▶ _Work task_
In the description of The Gray Book, what does the book treat in place of water, fire, earth, and air?

▶ _Selected passage_
Content starts

11/29/17

Aris Fioretos - The book situates itself in a region beyond criticism but this side of literature, characterized by forgetting and finitude, and investigating important yet seemingly inaccessible "gray areas" in texts as old as those of Homer, and as recent as those of Beckett

Cover of The Gray Book by Aris Fioretos
Aris Fioretos, The Gray Book, Stanford University Press, 1999.
extract: arisfioretos.com/en/the-gray-book/


Generally considered the least lively and most bleak of casts, gray is the taint of vagueness and uncertainty. This book situates itself in a region beyond criticism but this side of literature, characterized by forgetting and finitude, and investigating important yet seemingly inaccessible "gray areas" in texts as old as those of Homer, and as recent as those of Beckett.


Generally considered the least lively and most bleak of casts, gray is the taint of vagueness and uncertainty. Marking the threshold region where luminous life seems suspended but death has not yet darkened the horizon, it belongs to an evasive and evanescent world, carrying the tint of smoke, fog, ashes, and dust. As the ambiguous space of thought and remembrance where things blend and blur, gray measures the difference between distance and proximity, shading into tinges of hesitation, hues of taciturnity, tones of time past and lost. Thus it may also be the spectral medium of literature itself—that grainy gas of language.

Written with a lead pencil akin to those found in Nabokov, Rilke, Svevo, Poe, and Dickinson, The Gray Book chronicles the vicissitudes of such equivocal articulation—registering the graphite traces it leaves behind but also recording the dwindling span of its life. The book situates itself in a region beyond criticism but this side of literature, characterized by forgetting and finitude, and investigating important yet seemingly inaccessible "gray areas" in texts as old as those of Homer, and as recent as those of Beckett.

Loosely arranging these literary finds according to a revision of the four elements, The Gray Book distances itself from tradition and treats not water but tears, not fire but vapor, not earth but grain, not air but clouds. The narrative thus construed, proceeding in the meandering movements of volatile thought rather than in the prudent steps of a treatise, appears gradually affected by its subject. Themes and facts previously confined to the realm of quoted texts leak into the narrative itself. The border between fiction and fact slowly dissolves as the book approaches the curious void that the author locates at the heart of "gray literature." Shaped by an omnipresent though increasingly unreliable narrator, The Gray Book may thus ultimately yield a poetics cast in the form of a ghost story.

Content ends

▶ _Saved entries_
Content starts

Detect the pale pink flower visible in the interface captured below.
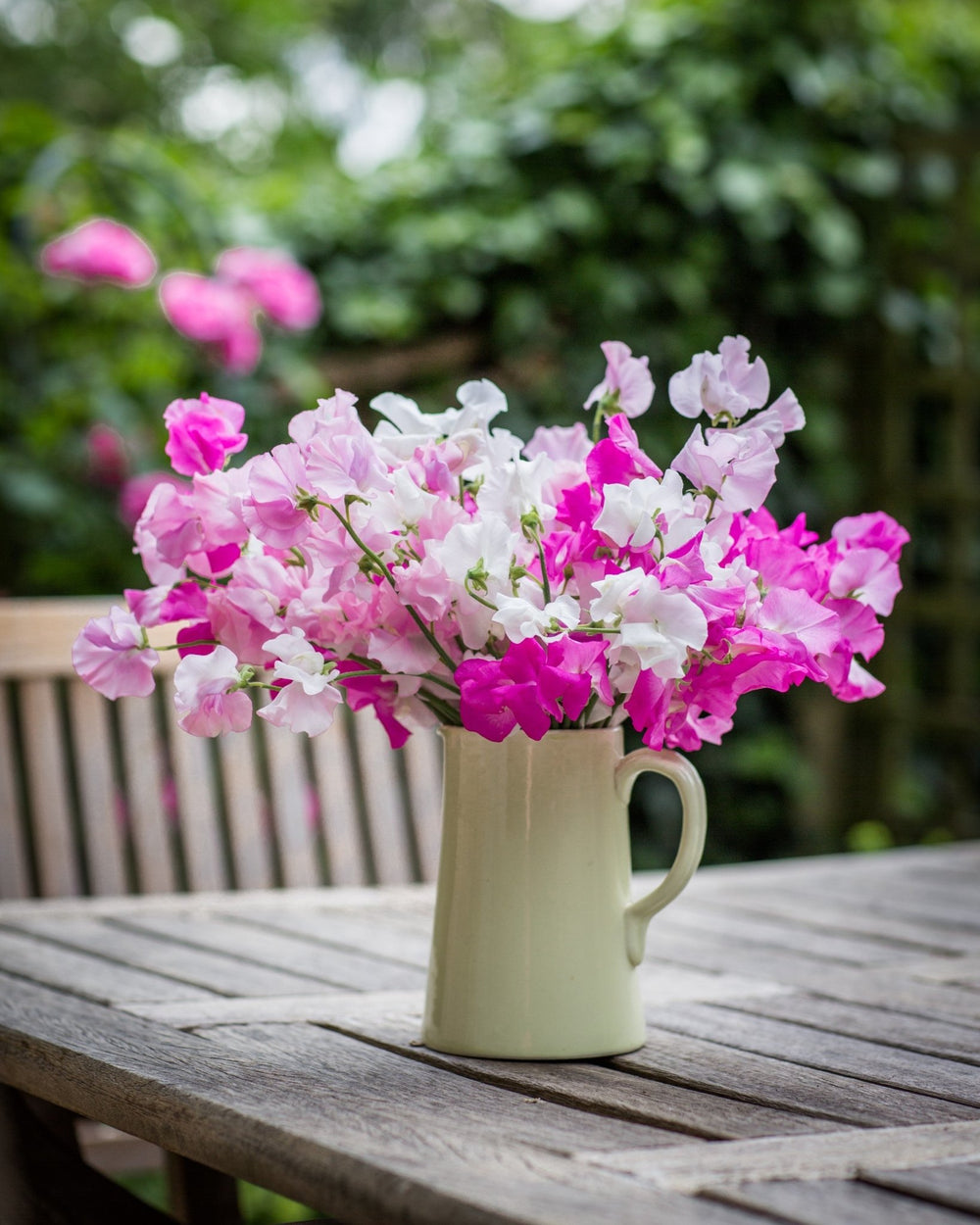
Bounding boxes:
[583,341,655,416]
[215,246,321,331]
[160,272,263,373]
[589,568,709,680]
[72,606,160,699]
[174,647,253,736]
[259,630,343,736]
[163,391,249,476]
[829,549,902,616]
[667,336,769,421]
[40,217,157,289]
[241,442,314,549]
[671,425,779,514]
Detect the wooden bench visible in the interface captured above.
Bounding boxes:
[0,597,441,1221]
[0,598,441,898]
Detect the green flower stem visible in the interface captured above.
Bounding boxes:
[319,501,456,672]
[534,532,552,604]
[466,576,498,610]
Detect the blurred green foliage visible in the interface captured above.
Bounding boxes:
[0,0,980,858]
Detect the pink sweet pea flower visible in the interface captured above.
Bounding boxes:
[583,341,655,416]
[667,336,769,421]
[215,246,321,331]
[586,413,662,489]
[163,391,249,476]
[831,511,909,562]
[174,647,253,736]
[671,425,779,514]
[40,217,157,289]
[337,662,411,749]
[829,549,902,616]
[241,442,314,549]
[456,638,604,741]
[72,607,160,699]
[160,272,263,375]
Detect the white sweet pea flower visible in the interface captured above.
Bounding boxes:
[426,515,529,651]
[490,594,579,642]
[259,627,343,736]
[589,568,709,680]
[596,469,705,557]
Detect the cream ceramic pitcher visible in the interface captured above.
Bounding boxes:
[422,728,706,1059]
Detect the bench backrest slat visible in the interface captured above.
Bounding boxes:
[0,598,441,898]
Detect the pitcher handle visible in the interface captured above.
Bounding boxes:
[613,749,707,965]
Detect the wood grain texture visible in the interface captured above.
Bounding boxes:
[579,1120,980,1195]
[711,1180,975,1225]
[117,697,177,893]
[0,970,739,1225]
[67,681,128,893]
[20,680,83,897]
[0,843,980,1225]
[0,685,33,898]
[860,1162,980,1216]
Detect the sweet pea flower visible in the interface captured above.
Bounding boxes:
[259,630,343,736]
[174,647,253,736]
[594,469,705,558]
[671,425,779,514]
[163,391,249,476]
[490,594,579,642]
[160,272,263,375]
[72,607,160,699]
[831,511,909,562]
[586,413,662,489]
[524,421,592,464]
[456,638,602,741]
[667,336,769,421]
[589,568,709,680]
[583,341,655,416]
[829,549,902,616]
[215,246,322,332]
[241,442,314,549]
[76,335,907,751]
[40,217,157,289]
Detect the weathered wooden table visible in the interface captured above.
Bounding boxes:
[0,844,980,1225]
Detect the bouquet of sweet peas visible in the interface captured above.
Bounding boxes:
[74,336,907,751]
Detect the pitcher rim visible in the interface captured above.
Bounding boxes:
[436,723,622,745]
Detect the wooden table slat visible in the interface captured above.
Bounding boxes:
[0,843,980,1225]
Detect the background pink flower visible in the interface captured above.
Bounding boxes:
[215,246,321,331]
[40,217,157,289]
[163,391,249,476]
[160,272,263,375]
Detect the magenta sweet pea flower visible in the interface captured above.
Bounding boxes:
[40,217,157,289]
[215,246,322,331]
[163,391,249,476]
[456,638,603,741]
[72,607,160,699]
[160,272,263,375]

Content ends
Content starts

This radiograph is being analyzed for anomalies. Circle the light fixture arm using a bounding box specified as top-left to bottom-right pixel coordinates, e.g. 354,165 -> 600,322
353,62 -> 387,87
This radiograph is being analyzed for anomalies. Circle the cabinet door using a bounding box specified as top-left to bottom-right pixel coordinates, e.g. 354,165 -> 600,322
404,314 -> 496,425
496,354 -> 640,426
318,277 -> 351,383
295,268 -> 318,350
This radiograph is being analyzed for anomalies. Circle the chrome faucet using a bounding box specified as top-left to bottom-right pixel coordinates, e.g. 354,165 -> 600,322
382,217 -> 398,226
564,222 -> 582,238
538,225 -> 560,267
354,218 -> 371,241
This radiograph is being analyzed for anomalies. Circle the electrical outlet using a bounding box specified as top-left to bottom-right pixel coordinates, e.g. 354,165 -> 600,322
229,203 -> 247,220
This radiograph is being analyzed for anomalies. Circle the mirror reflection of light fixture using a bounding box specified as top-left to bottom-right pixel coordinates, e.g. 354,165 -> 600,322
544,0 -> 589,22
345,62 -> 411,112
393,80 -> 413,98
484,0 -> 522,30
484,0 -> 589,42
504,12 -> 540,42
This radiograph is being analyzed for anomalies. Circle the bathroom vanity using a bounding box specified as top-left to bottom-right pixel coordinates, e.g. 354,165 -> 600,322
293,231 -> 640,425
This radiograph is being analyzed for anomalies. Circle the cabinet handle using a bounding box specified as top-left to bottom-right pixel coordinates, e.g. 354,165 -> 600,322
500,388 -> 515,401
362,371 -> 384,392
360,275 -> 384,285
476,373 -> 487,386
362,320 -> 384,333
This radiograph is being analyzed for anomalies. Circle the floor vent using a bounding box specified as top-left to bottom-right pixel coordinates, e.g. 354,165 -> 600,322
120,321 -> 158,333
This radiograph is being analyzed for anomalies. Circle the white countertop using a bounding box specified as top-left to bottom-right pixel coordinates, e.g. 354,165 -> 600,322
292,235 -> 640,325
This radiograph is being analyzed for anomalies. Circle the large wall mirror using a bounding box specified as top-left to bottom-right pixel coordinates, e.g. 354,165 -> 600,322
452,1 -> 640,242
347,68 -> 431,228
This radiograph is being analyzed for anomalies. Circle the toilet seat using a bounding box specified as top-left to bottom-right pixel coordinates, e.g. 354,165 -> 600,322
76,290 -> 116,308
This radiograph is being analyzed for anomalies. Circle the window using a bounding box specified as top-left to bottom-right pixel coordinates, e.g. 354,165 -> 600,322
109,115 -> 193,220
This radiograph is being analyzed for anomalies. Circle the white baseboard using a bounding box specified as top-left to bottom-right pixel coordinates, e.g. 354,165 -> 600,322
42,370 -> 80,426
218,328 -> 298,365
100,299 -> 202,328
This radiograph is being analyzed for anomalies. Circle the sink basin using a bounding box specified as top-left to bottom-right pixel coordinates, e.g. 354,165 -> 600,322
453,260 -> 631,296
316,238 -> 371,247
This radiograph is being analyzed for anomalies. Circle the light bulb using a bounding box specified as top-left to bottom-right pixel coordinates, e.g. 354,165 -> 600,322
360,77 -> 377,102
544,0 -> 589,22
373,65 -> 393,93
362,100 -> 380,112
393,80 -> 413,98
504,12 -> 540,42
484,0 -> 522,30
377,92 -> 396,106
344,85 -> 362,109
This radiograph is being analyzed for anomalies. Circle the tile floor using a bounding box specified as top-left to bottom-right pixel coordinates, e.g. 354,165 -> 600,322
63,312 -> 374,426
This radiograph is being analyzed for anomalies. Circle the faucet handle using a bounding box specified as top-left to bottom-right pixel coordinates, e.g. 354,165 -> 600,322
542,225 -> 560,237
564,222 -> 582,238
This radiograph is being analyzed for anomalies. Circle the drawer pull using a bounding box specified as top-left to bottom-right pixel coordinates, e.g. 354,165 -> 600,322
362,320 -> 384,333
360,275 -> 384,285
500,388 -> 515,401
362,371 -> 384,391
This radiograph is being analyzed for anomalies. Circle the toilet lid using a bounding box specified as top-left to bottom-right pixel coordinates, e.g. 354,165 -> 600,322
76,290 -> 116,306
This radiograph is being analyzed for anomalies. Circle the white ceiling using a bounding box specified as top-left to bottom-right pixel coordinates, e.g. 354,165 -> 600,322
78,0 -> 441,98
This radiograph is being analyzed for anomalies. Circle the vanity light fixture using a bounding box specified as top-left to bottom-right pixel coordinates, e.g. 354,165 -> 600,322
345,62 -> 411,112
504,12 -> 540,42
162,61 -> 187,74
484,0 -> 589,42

Content ends

▶ _Written response_
Tears instead of water, vapor instead of fire, grain instead of earth, and clouds instead of air.